*Vos tâches*
- 1) Résumez en deux phrases l'extrait sur le temps supplémentaire obligatoire des infirmières.
- 2) Reprenez l'article sur la lutte de la FIQ contre le temps supplémentaire obligatoire à partir du point où le texte s'interrompt.

*Extrait du document*
Le bateau risque fort de couler et il y a urgence
d'agir. Nos membres ont le droit d'exercer dans
des conditions adéquates et de vivre une vie
personnelle et familiale normale », a-t-elle
ajouté.
Le 15 octobre, la FIQ a envoyé des lettres
de mise en demeure au ministre de la Santé et des
Services sociaux et aux directions des
établissements de santé, leur demandant de mettre
fin au temps supplémentaire obligatoire d'ici
le 15 novembre prochain. La lettre envoyée au
ministre indique que si rien n'est fait d'ici
cette date, la FIQ entreprendra « tous les recours
jugés appropriés ou requis, et ce, sans autre avis
ni délai ».
La fédération a aussi déposé une demande à la
Commission des droits de la personne qui fait état
de l'impossibilité pour les infirmières d'avoir
des conditions de travail justes, raisonnables et
qui respectent leur santé et leur sécurité. La FIQ
demande que la Commission étudie le problème et
fasse des recommandations à ce sujet au
gouvernement.
La fédération a également demandé l'intervention
de la Commission des normes, de l'équité, de la
santé et de la sécurité du travail (CNESST) et de
son service de prévention-inspection afin de faire
cesser le recours au temps supplémentaire
obligatoire (TSO). Elle estime dans sa demande que
les employeurs ont l'obligation légale en vertu de
la Loi sur la santé et la sécurité du travail (LSST)

*Données*
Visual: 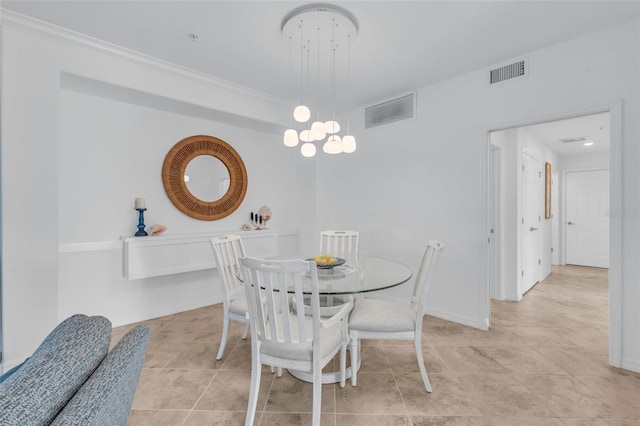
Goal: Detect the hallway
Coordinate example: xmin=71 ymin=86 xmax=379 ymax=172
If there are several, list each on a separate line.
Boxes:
xmin=121 ymin=266 xmax=640 ymax=426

*Réponses par tâche*
- 1) Le 15 octobre, la FIQ a envoyé des lettres de mise en demeure au ministre de la Santé et des Services sociaux et aux directions des établissements de santé pour exiger la fin du temps supplémentaire obligatoire d'ici le 15 novembre, faute de quoi elle entreprendra tous les recours jugés appropriés ou requis. La fédération a aussi déposé une demande à la Commission des droits de la personne et sollicité l'intervention de la CNESST et de son service de prévention-inspection afin de faire cesser le recours au TSO.

- 2)
d'adopter des méthodes d'organisation du travail
qui respectent la santé et la sécurité des
travailleurs et travailleuses de la santé, alors
que le recours abusif et disproportionné au TSO
met à risque leur santé physique de même que
psychologique en les exposant à une surcharge de
travail et aux risques psychosociaux qui en
découlent. La fédération demande que la CNESST
intervienne par son service de
prévention-inspection afin d'identifier les
pratiques des employeurs qui portent atteinte à la
santé et à la sécurité des professionnelles en
soins et d'imposer, le cas échéant, des correctifs
permettant d'éliminer les risques psychosociaux
liés au TSO, de les réduire et/ou de les
contrôler.
Forum ouvrier salue ces initiatives par
lesquelles les infirmières et les autres
travailleurs et travailleuses de la santé prennent
la parole en leur nom et prennent l'initiative
pour que les problèmes du système de santé soient
traités à partir de leurs revendications et de
leurs solutions.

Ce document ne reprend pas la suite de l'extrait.